Given task |
Repeat, exactly and alone, every line from the line that contains "For each instance of the wooden post" to the end of the entries.

Record set |
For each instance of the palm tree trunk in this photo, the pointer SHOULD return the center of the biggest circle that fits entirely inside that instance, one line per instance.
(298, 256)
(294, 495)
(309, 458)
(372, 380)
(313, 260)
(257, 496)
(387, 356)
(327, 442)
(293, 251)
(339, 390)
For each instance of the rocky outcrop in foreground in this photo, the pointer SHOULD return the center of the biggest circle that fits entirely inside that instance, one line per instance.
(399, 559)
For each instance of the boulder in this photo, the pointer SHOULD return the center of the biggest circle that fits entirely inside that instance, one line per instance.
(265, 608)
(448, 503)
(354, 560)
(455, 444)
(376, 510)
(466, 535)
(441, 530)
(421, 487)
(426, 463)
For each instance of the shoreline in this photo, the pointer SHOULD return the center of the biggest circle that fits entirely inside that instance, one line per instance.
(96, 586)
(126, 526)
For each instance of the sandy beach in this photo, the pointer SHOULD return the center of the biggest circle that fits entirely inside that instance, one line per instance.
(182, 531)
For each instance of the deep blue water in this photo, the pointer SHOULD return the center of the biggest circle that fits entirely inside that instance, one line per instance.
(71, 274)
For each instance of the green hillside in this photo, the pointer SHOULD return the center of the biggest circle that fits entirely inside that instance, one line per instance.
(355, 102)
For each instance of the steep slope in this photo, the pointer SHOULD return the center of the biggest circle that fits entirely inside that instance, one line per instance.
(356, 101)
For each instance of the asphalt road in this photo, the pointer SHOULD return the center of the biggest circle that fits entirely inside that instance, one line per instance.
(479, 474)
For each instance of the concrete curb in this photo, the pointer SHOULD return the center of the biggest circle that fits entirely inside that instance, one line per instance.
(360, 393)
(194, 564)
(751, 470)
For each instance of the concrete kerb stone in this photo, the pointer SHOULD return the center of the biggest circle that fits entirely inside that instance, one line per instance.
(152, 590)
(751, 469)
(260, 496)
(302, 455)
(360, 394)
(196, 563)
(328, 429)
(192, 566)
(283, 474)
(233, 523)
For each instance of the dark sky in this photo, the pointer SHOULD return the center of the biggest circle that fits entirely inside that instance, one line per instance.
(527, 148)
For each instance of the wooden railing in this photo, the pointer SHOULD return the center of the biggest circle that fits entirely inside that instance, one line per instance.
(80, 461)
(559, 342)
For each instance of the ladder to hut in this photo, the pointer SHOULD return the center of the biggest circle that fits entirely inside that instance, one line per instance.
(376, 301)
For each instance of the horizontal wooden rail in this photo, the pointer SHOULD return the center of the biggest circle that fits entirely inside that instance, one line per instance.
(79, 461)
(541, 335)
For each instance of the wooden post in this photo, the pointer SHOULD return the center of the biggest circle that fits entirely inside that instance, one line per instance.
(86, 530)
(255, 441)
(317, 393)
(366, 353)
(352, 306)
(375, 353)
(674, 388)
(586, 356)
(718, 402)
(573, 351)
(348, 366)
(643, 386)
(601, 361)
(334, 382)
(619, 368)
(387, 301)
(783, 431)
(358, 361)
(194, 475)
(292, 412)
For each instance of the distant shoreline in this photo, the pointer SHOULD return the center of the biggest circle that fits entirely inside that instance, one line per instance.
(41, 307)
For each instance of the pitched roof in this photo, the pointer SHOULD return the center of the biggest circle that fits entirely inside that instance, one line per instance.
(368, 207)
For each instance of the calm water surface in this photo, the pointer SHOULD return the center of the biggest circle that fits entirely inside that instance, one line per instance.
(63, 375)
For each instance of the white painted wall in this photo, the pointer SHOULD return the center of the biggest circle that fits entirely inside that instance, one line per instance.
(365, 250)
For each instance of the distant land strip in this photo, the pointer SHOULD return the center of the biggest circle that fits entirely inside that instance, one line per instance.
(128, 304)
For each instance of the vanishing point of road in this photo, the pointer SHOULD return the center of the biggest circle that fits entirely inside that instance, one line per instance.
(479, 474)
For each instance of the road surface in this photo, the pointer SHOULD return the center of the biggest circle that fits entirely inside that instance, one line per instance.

Output for this task |
For each instance of the wooden post in this photo, the pointer SHOULD return the center of the biggest circle that fits entirely inside that instance, one line per instance.
(86, 530)
(255, 441)
(317, 393)
(366, 353)
(352, 306)
(375, 353)
(674, 388)
(586, 356)
(718, 402)
(573, 351)
(348, 366)
(643, 386)
(601, 361)
(334, 382)
(619, 368)
(387, 301)
(783, 431)
(358, 361)
(194, 475)
(292, 412)
For each instance of the distant shoreline in this photo, the pointer SHOULD return the center of the biggest circle that fits entirely inside that instance, one line per instance.
(41, 307)
For each instance of the pitched roof in this photo, the pointer SHOULD return the center of the biggest circle that fits entirely inside that instance, one line per instance.
(368, 207)
For each instance of the calm water surface in this photo, the pointer SHOULD return the center of the biggest circle that fits entirely inside that instance, one line per instance.
(63, 375)
For each instance of the white painted wall in this photo, the pointer SHOULD return the center of the biggest circle that fits entirely inside that instance, one line per instance.
(365, 250)
For each instance of the distant land strip in this photo, the pointer SHOULD return the center of the biggest circle that fits entirely inside that instance, one line per instance.
(128, 304)
For each instance of the vanishing point of road in this photo, the pointer SHOULD return the center of the biggest circle that fits entirely inside that instance, one line per instance.
(479, 474)
For each instance of the road surface in this photo, the pointer SHOULD return the center of the biggest circle that fits entirely inside that instance, one line per instance.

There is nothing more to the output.